-- Given data follows --

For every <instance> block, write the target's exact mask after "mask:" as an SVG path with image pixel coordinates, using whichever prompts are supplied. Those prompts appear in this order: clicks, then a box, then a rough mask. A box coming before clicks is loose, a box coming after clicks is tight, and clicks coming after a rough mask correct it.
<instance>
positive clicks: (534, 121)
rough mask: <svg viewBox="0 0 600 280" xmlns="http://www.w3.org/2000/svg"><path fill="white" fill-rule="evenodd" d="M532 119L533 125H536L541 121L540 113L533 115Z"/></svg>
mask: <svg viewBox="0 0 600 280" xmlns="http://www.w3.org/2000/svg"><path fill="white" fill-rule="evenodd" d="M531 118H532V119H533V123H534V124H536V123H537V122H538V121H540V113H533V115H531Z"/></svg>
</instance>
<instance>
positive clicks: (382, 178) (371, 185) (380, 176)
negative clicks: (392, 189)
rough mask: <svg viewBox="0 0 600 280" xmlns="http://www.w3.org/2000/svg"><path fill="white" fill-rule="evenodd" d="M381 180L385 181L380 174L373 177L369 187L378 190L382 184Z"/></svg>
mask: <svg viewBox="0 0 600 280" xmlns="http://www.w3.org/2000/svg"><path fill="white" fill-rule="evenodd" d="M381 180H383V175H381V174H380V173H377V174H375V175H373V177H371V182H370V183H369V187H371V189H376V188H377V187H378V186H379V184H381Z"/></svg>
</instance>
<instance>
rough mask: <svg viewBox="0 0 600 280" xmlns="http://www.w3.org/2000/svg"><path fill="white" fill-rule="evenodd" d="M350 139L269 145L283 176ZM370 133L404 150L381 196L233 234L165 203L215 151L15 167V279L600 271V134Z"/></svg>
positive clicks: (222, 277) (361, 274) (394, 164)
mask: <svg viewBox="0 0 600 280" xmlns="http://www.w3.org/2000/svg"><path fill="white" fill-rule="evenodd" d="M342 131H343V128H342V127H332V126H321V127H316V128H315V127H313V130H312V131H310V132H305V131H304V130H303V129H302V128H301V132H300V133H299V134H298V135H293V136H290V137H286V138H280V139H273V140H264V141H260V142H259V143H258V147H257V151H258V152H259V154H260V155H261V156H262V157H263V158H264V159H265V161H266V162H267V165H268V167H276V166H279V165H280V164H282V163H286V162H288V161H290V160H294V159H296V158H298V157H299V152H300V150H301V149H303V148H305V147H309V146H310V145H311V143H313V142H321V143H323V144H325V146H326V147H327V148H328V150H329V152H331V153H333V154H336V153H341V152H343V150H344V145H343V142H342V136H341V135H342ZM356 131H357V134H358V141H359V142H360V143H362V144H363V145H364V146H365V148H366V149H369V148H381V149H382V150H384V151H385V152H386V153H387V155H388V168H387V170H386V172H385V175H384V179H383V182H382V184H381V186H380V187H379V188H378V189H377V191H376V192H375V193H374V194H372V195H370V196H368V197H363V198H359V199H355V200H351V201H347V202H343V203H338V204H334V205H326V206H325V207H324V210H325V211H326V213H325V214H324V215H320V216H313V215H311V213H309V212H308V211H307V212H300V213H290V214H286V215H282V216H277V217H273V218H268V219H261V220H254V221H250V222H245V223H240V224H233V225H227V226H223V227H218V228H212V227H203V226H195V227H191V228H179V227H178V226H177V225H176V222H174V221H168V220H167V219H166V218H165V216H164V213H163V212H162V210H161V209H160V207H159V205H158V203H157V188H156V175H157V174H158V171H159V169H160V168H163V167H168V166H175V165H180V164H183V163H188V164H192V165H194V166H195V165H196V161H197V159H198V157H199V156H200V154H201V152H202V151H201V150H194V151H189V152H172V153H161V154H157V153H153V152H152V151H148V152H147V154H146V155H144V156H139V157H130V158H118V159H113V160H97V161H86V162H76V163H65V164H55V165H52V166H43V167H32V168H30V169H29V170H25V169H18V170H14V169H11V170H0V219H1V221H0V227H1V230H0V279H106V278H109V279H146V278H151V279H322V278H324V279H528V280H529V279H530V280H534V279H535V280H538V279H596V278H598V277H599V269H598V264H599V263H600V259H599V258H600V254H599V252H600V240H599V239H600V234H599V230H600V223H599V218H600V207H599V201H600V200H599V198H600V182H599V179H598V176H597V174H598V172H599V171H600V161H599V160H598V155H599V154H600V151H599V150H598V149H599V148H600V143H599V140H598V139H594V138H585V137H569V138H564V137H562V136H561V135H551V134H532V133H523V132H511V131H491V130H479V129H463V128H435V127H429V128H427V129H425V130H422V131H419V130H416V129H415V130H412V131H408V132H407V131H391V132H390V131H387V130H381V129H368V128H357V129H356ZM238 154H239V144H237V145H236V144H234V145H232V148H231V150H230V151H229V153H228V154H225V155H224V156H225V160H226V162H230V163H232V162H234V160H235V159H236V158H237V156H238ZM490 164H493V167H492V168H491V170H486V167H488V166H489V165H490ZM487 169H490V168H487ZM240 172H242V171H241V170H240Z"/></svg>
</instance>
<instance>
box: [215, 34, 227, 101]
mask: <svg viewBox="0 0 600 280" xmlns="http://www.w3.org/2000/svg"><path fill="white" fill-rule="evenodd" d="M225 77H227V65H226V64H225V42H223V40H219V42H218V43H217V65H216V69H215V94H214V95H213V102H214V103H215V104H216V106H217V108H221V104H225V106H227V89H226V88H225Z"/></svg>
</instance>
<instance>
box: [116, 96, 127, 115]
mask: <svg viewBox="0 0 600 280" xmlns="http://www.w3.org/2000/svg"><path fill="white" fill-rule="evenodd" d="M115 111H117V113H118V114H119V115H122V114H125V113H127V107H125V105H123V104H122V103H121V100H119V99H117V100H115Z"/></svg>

-- Given data concluded --

* _What is needed_: Please count the lines above that contain the string "positive", with case counting, and give only the number.

* _Response area_: 3